Opinion
3:23-CR-79(RNC)
02-21-2024
RULING AND ORDER
Robert N. Chatigny United States District Judge
Defendant Johnny Milner is charged with three counts of possession with intent to distribute and distribution of 40 grams or more of fentanyl. One count is based on evidence seized from his girlfriend's apartment in New Britain pursuant to a search warrant issued by Magistrate Judge Farrish. The defendant has moved to suppress this evidence and for a hearing to test the veracity of certain statements in the search warrant affidavit under Franks v. Delaware, 438 U.S. 154 (1978). The government opposes the motion to suppress on the ground that, at the very least, the evidence is admissible under the good faith exception to the exclusionary rule. See United States v. Leon, 468 U.S. 897, 913 (1984)(evidence seized by officers reasonably relying on a search warrant is admissible in the prosecution's case in chief). In addition, it contends that a Franks hearing is unnecessary because the alleged misstatements are immaterial. I agree with both arguments and therefore deny the motion to suppress without a hearing.
The other counts are supported by evidence of controlled purchases from the defendant - the admissibility of which is not affected by the motion to suppress.
The government's opposition addresses the legality of the search of the New Britain apartment and another location. However, the search of the other location is not challenged by the defendant in the motion to suppress so I do not consider it here.
I.
The search of the New Britain apartment was authorized by Judge Farrish based on a 36-page affidavit signed by Michael Caron, an experienced narcotics investigator, who helped direct an FBI Task Force investigation leading to the warrant application. The affidavit sought an arrest warrant for the defendant, as well as a search warrant for a total of five premises, a vehicle and a cell phone, relying on the results of the investigation, which demonstrated that the defendant was a high-level fentanyl trafficker.
The defendant objects to TFO Caron's use of a master affidavit to support all the requested searches, but the government correctly argues that the objection is without merit. Also unavailing, as the government explains, is the defendant's speculation that Judge Farrish did not have enough time to fulfill his duty to examine the affidavit and decide whether it established probable cause to search the apartment.
TFO Caron's affidavit informed Judge Farrish of the following events that occurred during the investigation. On February 9, 2023, 280 grams of fentanyl were seized by investigators during a search of a residence of a person referred to as CW-1. CW-1, who was present at the time of the search, told investigators that CW-1 and another individual referred to as CW-2 had obtained the fentanyl earlier that day from a man they knew as “OG.” CW-1 stated that the transaction took place in a vehicle parked outside a liquor store on Hillside Avenue in Hartford.

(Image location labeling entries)

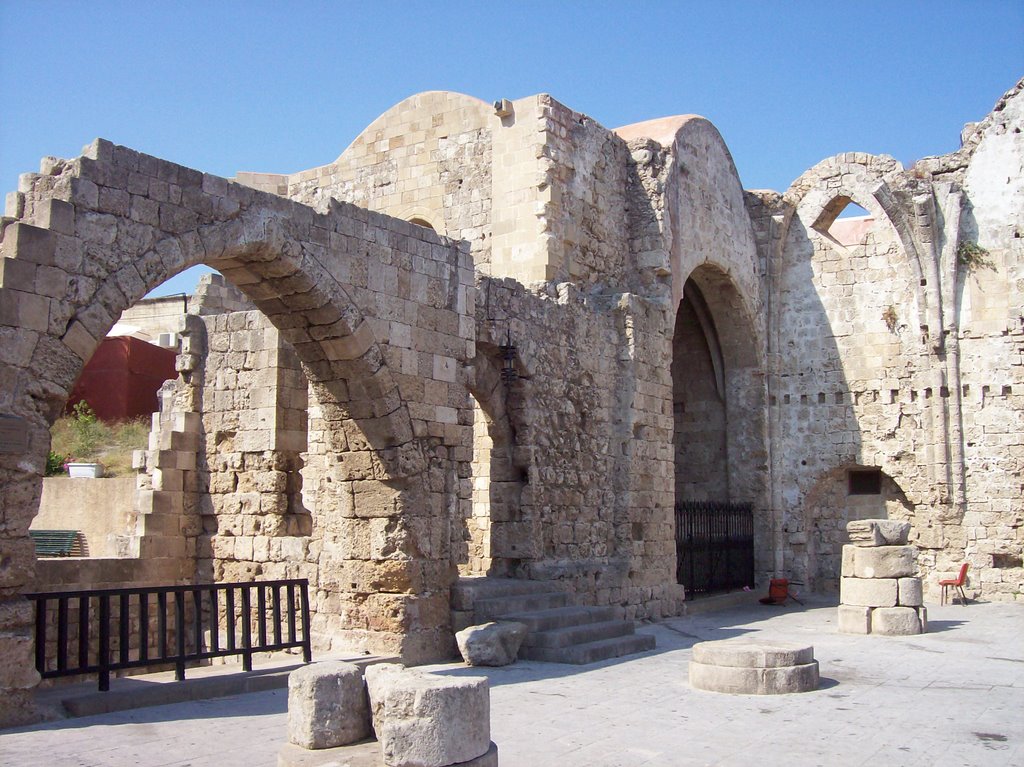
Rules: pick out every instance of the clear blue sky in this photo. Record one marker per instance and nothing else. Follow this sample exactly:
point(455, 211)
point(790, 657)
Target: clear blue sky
point(284, 86)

* WHAT YOU ARE ASKED TO DO
According to the ruling above, why does the judge not consider the legality of the search of the location other than the New Britain apartment?

* EXPECTED OUTPUT
The judge does not consider it because the defendant does not challenge the search of that other location in the motion to suppress, even though the government's opposition addresses it.